> [DOCUMENT]
+++

Americans saw GOP senators go after Jackson with “barely coded appeals to racism.” Republicans’ antics were disrespectful, and at times embarrassing. The Washington Post’s Michael Gerson went so far as to argue that the ways in which GOP senators approached this fight reflected “a Republican Party in decay.”

One Republican senator even launched an attack ad targeting Jackson with deceptive slander after she’d already been confirmed.

A month later, it appears the right isn’t quite done going after the jurist who’ll soon become the nation’s first Black woman to serve as a justice. HuffPost noted:

Newsmax host Grant Stinchfield suggested on Tuesday — without evidence or logic — that future Supreme Court Justice Ketanji Brown Jackson may be responsible for the leak of a draft ruling that would dismantle abortion rights.

“I find it suspect that the first leak coming out of the Supreme Court in history comes shortly after Judge Jackson is confirmed,” Stinchfield said, as flagged by Media Matters for America’s Jason Campbell. “I want to know if her law clerks, who I am sure have already been hired, possibly even working at the high court already before her swearing in, have access to these draft decisions.”

He added that Jackson is “capable of undermining the court,” and is therefore his “first suspect.”

Oh my.

To the extent that reality still has any meaning, the Supreme Court heard oral arguments in Dobbs v. Jackson Women’s Health Organization late last year. In the weeks that followed, Justice Samuel Alito wrote a draft ruling, which was circulated to other justices on Feb. 10. (We know this for certain because the leaked document is dated.)

President Joe Biden didn’t even nominate Jackson until Feb. 25. She wasn’t confirmed until April 7. She won’t be sworn in until late June or early July.

The idea that Jackson would leak a draft is outlandish given her sterling record of professionalism, but in this instance, the idea that she could leak a draft is even more ridiculous.

But as it turns out, this is not the only odd idea about Jackson circulating on the right. Republican Sen. Marsha Blackburn of Tennessee spoke to the Daily Caller, a conservative outlet, and shared some similarly odd concerns about the next justice to join the high court.

+++

> [TASK GOAL] Write the next part of the article about right-wing attacks on Ketanji Brown Jackson, picking up after its final sentence. The data that comes next is from a separate source.

Dataset records

+++

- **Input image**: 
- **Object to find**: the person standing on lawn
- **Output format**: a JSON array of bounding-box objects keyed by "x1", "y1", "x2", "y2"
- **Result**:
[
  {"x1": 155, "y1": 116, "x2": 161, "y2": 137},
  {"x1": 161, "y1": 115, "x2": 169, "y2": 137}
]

+++

> [FINAL RESULT]
“In April he (Biden) did sign those commission papers appointing her to the court. And I think it’s going to be interesting to see if the left starts pushing Justice Roberts to seat Judge Jackson because they are trying to push the balance of the court. They’re trying to pack the court. They’re trying to expand the court,” Blackburn said.

I’ll confess, if the quote is accurate, I don’t fully understand what the GOP senator — a member of the Judiciary Committee — was even trying to say. Does Blackburn think “the left” will temporarily expand the Supreme Court to 10 seats ahead of Justice Stephen Breyer’s retirement next month? How would that even work?

And why would anyone bother? In this bizarre hypothetical, which has no basis in law, Jackson wouldn’t be able to rule on cases she hasn’t heard, and it wouldn’t make much of an ideological difference since there’d still be a six-member conservative majority.

The Daily Caller’s report added that Blackburn warned that Democrats might pursue such a scheme as part of “an effort to stop Roe v. Wade from being overturned.”

But that still doesn’t make sense, for all the aforementioned reasons.

“There is a framework in place that should keep that from happening,” Blackburn added. “But what we have to be aware of is that the Democrats are taking unprecedented actions.”

I honestly can’t think of any unprecedented actions Democrats have taken when it comes to the federal judiciary, but if the Senate Republican really wants to have this conversation, I can think of unprecedented actions the GOP conference has taken.